* BRANO SCELTO
════════
Un atteggiamento che può parere retorico, come altri gesti del Diaz, ma che in lui era spontaneo, oltreché piuttosto raro sul Carso, così come la sua riluttanza a punire i soldati per piccole infrazioni (non transigeva invece sull’obbedienza in combattimento ed era severo, anche se sempre cortese, con gli ufficiali).

Nella foto il generale Luigi Cadorna. Il 25 ottobre 1917 il parlamento italiano negò la fiducia al governo presieduto da Paolo Boselli che fu costretto a dimettersi. Il giorno 30 ottobre il governo si ricostituì sotto la guida di Vittorio Emanuele Orlando, il quale già nei colloqui dei giorni precedenti aveva richiesto al Re la rimozione di Cadorna. Nel frattempo arrivarono a Treviso il comandante supremo dell’esercito francese generale Ferdinand Foch e il generale William Robertson, capo di stato maggiore dell’esercito britannico.
════════
* MATERIALE ESTRATTO

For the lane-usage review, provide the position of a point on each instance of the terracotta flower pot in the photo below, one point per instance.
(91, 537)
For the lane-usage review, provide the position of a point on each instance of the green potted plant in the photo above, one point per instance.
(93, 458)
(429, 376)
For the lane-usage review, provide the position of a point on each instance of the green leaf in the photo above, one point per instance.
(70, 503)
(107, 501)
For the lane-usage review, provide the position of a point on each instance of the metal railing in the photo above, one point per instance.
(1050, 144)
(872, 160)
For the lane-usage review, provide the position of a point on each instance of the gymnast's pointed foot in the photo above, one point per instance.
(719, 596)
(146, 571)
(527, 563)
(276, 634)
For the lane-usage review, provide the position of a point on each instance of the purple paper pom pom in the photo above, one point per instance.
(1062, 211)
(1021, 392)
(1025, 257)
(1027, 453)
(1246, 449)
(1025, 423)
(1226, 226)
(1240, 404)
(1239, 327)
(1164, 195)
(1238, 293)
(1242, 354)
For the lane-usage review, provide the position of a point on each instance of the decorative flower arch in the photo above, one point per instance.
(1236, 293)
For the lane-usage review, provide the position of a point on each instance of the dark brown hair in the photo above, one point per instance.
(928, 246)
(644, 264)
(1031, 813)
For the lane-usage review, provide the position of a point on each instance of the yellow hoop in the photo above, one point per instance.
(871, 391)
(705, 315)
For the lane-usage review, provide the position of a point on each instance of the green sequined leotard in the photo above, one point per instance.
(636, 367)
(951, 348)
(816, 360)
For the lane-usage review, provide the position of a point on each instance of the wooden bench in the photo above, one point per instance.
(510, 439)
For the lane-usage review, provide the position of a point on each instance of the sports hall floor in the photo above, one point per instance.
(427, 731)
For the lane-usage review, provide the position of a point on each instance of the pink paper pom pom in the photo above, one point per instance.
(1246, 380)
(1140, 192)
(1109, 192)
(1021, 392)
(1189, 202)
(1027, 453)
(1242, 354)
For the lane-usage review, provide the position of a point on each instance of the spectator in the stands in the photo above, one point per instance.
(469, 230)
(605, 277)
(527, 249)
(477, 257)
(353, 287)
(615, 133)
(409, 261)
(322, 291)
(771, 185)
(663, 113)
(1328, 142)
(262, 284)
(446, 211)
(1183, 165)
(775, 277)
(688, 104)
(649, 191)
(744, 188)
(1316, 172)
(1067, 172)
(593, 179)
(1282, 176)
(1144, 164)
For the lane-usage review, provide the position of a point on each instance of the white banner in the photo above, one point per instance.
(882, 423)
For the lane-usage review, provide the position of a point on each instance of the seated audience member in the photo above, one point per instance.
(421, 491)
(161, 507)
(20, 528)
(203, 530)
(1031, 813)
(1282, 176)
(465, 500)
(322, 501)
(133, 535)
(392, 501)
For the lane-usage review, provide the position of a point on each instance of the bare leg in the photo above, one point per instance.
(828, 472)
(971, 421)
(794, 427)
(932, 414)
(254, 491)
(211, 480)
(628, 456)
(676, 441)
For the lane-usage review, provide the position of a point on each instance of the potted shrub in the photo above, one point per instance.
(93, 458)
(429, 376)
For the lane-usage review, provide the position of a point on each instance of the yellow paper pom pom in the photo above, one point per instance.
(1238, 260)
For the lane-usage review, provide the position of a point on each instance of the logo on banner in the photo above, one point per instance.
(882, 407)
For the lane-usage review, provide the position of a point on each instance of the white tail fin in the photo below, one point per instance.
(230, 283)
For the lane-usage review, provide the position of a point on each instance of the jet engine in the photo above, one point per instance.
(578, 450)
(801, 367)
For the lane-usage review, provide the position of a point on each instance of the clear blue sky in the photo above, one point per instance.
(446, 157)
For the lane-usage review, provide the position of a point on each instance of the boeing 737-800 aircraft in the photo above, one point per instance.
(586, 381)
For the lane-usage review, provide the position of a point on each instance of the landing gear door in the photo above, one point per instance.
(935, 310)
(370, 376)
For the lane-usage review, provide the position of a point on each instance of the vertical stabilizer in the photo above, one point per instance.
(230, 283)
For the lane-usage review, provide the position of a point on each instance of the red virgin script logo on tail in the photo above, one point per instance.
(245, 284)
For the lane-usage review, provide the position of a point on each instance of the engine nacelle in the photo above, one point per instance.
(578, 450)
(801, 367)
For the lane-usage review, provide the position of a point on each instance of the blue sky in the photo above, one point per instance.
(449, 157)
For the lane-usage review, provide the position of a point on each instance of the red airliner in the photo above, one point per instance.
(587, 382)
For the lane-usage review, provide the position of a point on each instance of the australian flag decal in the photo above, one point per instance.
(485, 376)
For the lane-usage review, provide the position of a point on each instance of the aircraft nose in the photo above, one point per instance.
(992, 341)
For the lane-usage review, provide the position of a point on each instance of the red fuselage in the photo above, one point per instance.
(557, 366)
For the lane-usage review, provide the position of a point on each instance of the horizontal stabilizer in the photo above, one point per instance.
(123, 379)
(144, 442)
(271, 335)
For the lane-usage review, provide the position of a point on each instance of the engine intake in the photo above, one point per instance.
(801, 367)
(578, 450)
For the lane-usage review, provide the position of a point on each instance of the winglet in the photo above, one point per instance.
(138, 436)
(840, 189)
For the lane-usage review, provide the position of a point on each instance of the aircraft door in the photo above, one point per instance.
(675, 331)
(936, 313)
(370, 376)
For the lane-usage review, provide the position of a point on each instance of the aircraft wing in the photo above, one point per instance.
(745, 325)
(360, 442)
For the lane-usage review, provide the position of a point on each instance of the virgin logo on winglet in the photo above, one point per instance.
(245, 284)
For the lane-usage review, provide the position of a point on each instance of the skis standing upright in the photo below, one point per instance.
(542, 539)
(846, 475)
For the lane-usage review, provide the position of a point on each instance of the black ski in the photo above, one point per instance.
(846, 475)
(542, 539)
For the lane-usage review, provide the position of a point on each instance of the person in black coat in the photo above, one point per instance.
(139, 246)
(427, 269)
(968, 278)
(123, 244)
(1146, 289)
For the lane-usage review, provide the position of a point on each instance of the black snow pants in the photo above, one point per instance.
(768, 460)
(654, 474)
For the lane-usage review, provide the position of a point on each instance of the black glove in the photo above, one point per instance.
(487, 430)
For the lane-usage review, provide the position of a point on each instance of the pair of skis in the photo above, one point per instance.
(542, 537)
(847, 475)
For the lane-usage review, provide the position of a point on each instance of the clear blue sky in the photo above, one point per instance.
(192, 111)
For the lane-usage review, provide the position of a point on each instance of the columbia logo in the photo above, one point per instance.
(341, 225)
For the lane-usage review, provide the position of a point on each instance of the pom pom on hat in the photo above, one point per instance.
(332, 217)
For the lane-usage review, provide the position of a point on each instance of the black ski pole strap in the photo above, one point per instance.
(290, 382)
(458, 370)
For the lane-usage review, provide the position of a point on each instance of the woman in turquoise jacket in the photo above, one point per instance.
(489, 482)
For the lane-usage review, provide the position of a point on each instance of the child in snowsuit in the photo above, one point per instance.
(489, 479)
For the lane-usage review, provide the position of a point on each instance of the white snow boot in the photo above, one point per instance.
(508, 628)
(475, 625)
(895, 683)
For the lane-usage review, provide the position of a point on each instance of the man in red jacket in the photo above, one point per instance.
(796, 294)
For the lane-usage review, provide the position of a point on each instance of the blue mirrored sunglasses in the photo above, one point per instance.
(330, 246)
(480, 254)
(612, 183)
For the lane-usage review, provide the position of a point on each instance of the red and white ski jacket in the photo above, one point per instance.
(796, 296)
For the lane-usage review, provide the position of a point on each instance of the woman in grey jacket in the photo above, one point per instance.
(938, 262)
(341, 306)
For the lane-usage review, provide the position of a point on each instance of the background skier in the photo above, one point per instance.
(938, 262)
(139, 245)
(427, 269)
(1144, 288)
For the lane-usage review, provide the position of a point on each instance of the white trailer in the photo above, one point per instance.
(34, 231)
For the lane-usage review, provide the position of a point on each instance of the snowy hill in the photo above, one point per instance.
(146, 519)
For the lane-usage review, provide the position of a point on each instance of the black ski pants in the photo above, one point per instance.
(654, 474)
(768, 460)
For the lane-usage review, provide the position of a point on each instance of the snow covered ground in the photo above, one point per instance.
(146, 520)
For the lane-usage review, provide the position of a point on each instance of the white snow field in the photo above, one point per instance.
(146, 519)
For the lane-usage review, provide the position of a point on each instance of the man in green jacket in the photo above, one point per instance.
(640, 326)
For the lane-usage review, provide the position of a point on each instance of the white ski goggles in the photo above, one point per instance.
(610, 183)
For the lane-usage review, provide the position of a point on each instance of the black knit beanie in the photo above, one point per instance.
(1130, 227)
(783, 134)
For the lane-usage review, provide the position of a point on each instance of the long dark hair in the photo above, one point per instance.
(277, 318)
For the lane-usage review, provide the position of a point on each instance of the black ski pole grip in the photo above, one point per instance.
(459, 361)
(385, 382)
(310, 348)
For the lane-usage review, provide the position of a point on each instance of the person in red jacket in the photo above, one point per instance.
════════
* COMPITI ED ESERCIZI
a) Riscrivi in forma di elenco il paragrafo del brano che inizia con «Nella foto il generale Luigi Cadorna», mantenendone i fatti principali.
b) Secondo il brano, in quale giorno il governo si ricostituì sotto la guida di Vittorio Emanuele Orlando?
c) Stabilisci se ciascuna affermazione concorda con il brano, citando le parole esatte che lo decidono: (i) Diaz era restio a punire i soldati per piccole infrazioni; (ii) Diaz tollerava la disobbedienza in combattimento; (iii) Ferdinand Foch era il capo di stato maggiore dell'esercito britannico.
I record non hanno alcun ruolo in questo lavoro.

* SOLUZIONI
a)
- 25 ottobre 1917: il parlamento italiano nega la fiducia al governo di Paolo Boselli, che è costretto a dimettersi.
- 30 ottobre: il governo si ricostituisce sotto la guida di Vittorio Emanuele Orlando, che nei giorni precedenti aveva già chiesto al Re la rimozione di Cadorna.
- Nel frattempo arrivano a Treviso il generale Ferdinand Foch, comandante supremo dell'esercito francese, e il generale William Robertson, capo di stato maggiore dell'esercito britannico.

b) Il 30 ottobre.

c)
(i) Sì: «la sua riluttanza a punire i soldati per piccole infrazioni».
(ii) No: «non transigeva invece sull’obbedienza in combattimento».
(iii) No: «il comandante supremo dell’esercito francese generale Ferdinand Foch».